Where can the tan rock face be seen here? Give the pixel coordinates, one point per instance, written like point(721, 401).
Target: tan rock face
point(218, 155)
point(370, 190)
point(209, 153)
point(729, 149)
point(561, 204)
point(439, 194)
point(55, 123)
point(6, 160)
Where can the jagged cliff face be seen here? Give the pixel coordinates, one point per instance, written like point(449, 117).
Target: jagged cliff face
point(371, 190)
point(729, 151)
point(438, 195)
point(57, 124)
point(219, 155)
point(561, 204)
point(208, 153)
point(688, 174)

━━━━━━━━━━━━━━━━━━━━━━━━━━━━━━

Output every line of the data above again, unchanged and in the same order.

Where can the tan rock face be seen here? Give the pixel coordinates, one point per instance, written like point(721, 401).
Target: tan rock face
point(218, 155)
point(370, 190)
point(209, 153)
point(729, 149)
point(561, 204)
point(439, 194)
point(55, 123)
point(6, 160)
Where can the jagged cliff face be seen here? Give the pixel coordinates, one point per instance, written like point(449, 117).
Target: jagged cliff face
point(371, 190)
point(729, 151)
point(438, 195)
point(57, 124)
point(219, 155)
point(561, 204)
point(208, 153)
point(688, 174)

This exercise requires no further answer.